Aim: Renumber the lines of the records below as a numbered list, leaving out any blank lines. Begin with the line that contains "Guideline: mark the bench" and end with the line that contains "[[182, 225]]", both included.

<<<<

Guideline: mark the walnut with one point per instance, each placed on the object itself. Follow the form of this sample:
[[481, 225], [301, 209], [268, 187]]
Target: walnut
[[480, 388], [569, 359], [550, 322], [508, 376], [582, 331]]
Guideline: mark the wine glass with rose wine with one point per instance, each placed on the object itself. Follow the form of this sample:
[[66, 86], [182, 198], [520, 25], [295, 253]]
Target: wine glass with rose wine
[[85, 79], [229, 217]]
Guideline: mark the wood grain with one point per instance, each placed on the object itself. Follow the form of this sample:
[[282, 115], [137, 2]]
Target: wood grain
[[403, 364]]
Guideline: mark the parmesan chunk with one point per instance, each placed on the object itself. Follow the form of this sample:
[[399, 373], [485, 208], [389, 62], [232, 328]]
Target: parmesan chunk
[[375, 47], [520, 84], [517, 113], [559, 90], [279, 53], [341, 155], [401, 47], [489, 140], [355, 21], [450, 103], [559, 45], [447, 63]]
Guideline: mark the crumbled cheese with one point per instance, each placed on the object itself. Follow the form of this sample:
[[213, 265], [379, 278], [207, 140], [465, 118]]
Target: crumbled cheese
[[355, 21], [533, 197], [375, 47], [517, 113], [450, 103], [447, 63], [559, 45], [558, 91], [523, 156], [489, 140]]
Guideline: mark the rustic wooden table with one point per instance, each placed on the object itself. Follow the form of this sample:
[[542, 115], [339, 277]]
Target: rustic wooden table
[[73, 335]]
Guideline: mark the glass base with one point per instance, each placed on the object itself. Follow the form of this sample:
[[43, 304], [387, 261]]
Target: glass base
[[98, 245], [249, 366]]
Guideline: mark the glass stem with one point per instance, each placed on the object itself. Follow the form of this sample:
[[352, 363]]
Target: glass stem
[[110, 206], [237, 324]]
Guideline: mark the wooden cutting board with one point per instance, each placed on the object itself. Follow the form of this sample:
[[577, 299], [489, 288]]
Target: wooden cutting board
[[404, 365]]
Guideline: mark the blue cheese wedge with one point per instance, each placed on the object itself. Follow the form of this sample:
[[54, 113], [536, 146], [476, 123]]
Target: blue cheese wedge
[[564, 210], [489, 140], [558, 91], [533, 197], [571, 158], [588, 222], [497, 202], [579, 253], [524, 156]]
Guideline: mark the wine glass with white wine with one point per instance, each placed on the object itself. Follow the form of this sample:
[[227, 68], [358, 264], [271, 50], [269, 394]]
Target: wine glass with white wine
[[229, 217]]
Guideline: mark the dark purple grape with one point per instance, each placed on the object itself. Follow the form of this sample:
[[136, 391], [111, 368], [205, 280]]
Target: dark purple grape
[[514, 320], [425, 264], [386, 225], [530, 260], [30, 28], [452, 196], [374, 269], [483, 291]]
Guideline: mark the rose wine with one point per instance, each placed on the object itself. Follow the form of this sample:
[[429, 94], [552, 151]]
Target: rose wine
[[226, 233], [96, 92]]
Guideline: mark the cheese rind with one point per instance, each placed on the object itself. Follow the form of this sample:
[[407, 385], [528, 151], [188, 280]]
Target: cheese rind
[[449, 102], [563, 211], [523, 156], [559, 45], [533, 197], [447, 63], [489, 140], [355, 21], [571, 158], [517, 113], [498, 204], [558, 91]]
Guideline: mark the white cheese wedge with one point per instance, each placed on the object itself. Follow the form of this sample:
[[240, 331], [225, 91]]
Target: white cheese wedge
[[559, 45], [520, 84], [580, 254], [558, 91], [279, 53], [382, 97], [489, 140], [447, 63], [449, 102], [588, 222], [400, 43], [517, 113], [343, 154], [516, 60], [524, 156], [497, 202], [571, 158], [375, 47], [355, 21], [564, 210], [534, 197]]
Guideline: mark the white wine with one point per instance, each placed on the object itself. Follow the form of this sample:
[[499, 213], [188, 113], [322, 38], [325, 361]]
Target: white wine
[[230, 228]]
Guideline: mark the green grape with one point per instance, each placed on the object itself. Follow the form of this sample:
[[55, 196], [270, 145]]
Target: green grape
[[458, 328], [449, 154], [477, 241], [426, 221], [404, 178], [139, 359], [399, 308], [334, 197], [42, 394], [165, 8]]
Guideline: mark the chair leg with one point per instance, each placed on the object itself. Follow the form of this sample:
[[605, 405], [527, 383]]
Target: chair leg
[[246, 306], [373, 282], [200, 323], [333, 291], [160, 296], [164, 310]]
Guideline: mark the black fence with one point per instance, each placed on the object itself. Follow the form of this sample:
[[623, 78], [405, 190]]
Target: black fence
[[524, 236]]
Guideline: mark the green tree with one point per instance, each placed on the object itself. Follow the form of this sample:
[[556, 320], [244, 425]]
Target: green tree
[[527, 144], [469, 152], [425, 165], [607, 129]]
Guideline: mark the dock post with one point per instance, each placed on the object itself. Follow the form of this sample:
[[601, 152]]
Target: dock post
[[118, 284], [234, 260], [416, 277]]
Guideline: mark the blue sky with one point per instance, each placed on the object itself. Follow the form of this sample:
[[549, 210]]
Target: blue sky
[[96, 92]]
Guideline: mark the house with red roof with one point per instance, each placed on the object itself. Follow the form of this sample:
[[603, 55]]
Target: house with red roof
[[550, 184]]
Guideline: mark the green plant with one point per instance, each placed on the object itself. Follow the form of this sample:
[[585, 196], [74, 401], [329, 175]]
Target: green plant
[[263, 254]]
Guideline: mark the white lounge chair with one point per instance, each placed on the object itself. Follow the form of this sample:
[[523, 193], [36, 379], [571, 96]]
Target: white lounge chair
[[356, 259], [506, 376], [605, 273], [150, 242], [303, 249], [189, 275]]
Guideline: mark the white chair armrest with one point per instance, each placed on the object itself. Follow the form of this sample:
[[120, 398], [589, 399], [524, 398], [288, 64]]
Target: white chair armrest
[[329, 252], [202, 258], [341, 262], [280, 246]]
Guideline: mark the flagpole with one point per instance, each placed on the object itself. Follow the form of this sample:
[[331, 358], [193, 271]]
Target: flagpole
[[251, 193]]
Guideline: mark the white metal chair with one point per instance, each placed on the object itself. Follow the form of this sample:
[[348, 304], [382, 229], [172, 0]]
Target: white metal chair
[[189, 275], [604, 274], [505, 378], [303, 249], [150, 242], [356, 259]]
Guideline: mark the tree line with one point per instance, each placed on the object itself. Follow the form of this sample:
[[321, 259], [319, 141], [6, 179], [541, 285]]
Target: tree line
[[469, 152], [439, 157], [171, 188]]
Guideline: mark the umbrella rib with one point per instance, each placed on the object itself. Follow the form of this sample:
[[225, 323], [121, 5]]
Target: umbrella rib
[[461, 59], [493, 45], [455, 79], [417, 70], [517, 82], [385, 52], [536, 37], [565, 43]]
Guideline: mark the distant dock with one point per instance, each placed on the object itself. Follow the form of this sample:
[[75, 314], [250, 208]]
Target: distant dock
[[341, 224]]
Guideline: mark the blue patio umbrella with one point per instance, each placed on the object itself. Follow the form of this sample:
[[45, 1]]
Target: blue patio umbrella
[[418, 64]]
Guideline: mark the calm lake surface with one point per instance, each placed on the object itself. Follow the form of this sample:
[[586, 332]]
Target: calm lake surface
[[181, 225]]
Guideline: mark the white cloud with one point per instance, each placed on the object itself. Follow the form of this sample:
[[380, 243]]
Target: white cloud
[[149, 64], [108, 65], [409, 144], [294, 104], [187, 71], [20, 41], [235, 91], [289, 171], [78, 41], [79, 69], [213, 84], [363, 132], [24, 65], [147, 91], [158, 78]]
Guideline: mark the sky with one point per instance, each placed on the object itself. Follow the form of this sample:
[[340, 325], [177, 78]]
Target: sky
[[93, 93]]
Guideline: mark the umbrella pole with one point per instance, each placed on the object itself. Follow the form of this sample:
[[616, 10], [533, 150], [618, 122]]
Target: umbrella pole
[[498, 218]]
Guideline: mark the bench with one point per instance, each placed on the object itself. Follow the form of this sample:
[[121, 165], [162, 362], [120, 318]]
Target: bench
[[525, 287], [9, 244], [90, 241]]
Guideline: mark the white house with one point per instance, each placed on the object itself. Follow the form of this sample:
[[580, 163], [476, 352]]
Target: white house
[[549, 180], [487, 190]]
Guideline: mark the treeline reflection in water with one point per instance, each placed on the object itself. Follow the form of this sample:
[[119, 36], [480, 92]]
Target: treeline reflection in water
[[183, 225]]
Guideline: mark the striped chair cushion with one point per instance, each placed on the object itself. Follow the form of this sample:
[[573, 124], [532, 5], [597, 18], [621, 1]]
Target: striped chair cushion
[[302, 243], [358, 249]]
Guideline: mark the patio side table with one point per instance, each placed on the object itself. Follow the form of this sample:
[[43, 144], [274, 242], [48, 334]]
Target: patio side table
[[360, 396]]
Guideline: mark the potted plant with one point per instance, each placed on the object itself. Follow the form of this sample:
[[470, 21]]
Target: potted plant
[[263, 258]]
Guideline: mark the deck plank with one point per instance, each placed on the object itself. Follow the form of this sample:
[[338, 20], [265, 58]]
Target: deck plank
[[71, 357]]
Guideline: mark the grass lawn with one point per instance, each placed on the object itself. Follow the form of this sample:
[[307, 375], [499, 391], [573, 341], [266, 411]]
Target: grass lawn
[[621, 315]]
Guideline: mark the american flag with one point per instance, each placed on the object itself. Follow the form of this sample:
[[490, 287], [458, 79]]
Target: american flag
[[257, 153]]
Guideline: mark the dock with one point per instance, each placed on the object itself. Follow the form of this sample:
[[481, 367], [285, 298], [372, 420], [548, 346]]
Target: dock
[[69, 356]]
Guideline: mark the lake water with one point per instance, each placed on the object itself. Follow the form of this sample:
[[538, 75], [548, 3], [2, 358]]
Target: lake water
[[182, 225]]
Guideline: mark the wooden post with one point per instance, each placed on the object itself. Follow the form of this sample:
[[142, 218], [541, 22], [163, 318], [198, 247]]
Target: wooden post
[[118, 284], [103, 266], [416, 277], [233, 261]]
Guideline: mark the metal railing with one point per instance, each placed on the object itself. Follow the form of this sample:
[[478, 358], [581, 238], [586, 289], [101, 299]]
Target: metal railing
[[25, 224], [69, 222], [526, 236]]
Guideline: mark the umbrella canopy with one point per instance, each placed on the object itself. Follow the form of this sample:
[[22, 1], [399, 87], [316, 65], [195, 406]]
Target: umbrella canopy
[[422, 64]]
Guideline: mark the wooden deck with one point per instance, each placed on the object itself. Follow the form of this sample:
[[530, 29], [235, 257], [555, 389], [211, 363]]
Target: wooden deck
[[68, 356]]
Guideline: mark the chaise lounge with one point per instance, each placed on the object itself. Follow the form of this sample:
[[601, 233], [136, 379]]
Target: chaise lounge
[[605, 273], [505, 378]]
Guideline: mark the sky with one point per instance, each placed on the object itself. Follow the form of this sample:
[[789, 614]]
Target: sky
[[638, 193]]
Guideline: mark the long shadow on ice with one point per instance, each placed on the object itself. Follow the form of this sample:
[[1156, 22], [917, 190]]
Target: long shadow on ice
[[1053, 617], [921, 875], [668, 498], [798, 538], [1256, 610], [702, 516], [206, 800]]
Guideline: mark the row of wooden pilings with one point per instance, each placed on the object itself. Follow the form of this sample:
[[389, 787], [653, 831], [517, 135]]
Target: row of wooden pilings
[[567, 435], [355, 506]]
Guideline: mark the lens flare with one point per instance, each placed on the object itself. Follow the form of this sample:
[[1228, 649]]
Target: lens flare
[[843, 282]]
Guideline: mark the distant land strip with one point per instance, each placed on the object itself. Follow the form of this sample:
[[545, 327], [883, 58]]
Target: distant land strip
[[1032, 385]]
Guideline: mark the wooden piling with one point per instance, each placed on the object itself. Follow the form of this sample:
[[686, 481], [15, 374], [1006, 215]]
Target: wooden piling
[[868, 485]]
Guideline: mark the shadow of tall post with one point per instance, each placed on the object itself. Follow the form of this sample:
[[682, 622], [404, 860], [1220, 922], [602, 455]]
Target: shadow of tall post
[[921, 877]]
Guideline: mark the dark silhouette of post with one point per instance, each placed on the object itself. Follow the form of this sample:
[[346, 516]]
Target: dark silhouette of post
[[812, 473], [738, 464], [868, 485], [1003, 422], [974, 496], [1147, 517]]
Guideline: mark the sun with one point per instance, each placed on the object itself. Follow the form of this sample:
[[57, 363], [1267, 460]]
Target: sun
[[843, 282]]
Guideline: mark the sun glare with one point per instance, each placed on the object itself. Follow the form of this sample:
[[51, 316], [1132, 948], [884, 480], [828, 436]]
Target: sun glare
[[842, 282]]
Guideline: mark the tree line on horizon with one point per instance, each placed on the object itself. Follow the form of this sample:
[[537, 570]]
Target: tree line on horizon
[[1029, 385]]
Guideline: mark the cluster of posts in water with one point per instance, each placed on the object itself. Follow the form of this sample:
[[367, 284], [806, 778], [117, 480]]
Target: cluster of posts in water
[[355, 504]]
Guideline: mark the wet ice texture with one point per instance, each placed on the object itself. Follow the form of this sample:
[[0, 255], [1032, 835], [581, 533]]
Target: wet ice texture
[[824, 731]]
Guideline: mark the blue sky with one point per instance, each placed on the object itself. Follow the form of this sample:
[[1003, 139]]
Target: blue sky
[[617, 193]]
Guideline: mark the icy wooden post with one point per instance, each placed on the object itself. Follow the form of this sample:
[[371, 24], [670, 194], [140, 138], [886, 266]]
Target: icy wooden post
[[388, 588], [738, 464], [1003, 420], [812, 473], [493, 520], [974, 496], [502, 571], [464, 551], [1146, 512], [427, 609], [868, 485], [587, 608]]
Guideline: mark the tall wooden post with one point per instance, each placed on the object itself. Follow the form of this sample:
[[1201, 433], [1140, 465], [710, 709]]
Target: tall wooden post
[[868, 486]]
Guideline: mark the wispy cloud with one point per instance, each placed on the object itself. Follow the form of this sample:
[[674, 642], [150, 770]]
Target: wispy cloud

>>>>

Complete response:
1. Guideline: mark the bench with one point per instance, each placed on the object itself. Follow the form of this sample:
2. [[121, 165], [162, 362], [120, 318]]
3. Target: bench
4. [[525, 287], [9, 244], [90, 241]]
5. Guideline: mark the white house with one point per instance, each placed on the object itself. Follow the form of this sample:
6. [[580, 163], [476, 352]]
7. Target: white house
8. [[549, 180], [487, 190]]
9. Guideline: mark the treeline reflection in water with one point per instance, each placed on the object itself. Follow the form of this sample:
10. [[119, 36], [480, 92]]
11. Target: treeline reflection in water
12. [[183, 225]]
13. Guideline: mark the striped chair cushion with one point per instance, each placed on the object itself. Follow the form of this sample:
14. [[573, 124], [532, 5], [597, 18], [621, 1]]
15. Target: striped chair cushion
16. [[302, 243], [358, 249]]
17. Guideline: mark the patio side table with one point per instance, each placed on the object itself. Follow the form of this sample:
18. [[43, 144], [274, 242], [48, 334]]
19. Target: patio side table
20. [[360, 396]]
21. Guideline: mark the potted plant with one point per instance, each placed on the object itself. Follow the form of this sample:
22. [[470, 21]]
23. Target: potted plant
24. [[263, 258]]
25. Guideline: mark the deck plank with one point per instance, each placed on the object itself. Follow the form of this sample:
26. [[338, 20], [265, 58]]
27. Target: deck plank
28. [[71, 357]]
29. Guideline: mark the grass lawn with one point per instance, each placed on the object itself. Follow the form of this sample:
30. [[307, 375], [499, 391], [573, 341], [266, 411]]
31. Target: grass lawn
32. [[621, 315]]
33. Guideline: mark the american flag with one point per instance, each placed on the object itself. Follow the form of this sample:
34. [[490, 287], [458, 79]]
35. Target: american flag
36. [[257, 153]]
37. Guideline: mark the dock with one point per instance, each placed on the object itself. Follow the form of this sample:
38. [[481, 367], [285, 298], [372, 420], [548, 346]]
39. Target: dock
40. [[69, 356]]
41. Guideline: mark the lake water with one point per instance, each placed on the object itself. Follow the form of this sample:
42. [[538, 75], [548, 3], [2, 358]]
43. Target: lake water
44. [[182, 225]]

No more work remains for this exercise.